--- start of RECORDS SUPPLIED ---
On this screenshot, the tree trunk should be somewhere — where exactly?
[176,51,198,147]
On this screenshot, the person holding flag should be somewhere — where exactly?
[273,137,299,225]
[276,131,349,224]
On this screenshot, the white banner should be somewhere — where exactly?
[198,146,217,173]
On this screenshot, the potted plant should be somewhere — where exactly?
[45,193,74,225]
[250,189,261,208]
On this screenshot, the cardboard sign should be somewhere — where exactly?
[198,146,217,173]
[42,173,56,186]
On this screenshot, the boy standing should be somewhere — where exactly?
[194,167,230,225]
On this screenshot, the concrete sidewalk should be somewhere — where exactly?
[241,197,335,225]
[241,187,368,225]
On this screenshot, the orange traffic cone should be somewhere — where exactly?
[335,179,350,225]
--- end of RECORDS SUPPLIED ---
◆ **EXERCISE AIM**
Recast the material above as a numbered list, one entry per line, leaving out any blank lines.

◆ **TASK RESULT**
1. On this screenshot, the tree trunk should be somewhere — where exactly?
2. [176,51,198,147]
3. On this screenshot, the person holding flag should be somewhere — where exactly?
4. [273,137,299,225]
5. [276,131,349,224]
6. On this screenshot, the white banner should be somewhere — where exactly?
7. [198,146,217,173]
8. On this screenshot, the potted plant should be somewhere — where exactly?
9. [45,193,74,225]
10. [250,189,261,208]
11. On this screenshot, the cardboard sign should be somewhere — where exactly?
12. [198,146,217,173]
13. [42,173,56,186]
14. On this screenshot, the boy standing should be somewhere — where exactly?
15. [194,167,230,225]
16. On this screenshot, the concrete sidewalk should be somewhere — where exactly?
17. [241,197,335,225]
18. [241,187,368,225]
19. On this screenshot, the orange traffic cone should be somewhere — where exactly?
20. [335,179,350,225]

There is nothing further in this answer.